§ **Given data**
************

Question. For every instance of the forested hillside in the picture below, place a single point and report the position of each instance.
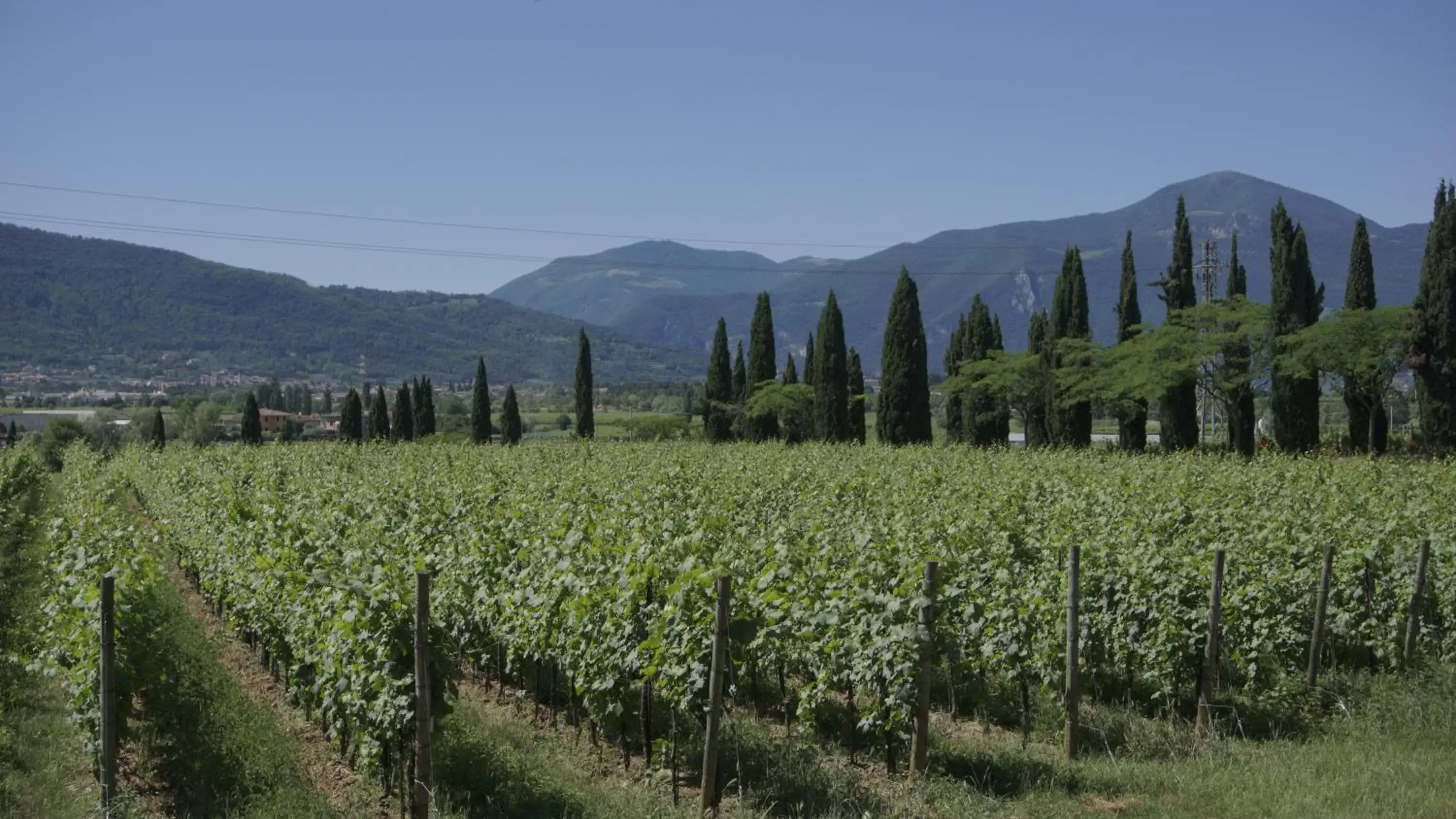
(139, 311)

************

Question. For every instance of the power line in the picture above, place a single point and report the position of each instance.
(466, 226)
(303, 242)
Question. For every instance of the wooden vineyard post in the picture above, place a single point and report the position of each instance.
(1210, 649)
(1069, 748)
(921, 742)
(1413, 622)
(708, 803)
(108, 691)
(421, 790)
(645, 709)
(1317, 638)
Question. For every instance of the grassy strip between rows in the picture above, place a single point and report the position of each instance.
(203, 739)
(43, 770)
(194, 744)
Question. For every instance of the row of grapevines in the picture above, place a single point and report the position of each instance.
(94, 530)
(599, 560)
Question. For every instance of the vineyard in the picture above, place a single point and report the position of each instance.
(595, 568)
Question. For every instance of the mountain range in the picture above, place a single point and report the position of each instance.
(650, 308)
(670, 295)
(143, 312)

************

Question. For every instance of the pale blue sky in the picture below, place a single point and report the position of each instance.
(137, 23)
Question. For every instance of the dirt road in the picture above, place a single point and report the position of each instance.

************

§ **The task**
Copy out the lines from the one containing "Question. For every instance of the pale" through the one containing "Question. For every instance of the dirt", including both of those lines, with no changes.

§ **Result of this exercise**
Question. For every instance of the pale blue sky in the picture below, place a single point and report the position of each instance.
(137, 23)
Question. For every instance of the dirt road in the picture above, place a single point and report the position of each instance.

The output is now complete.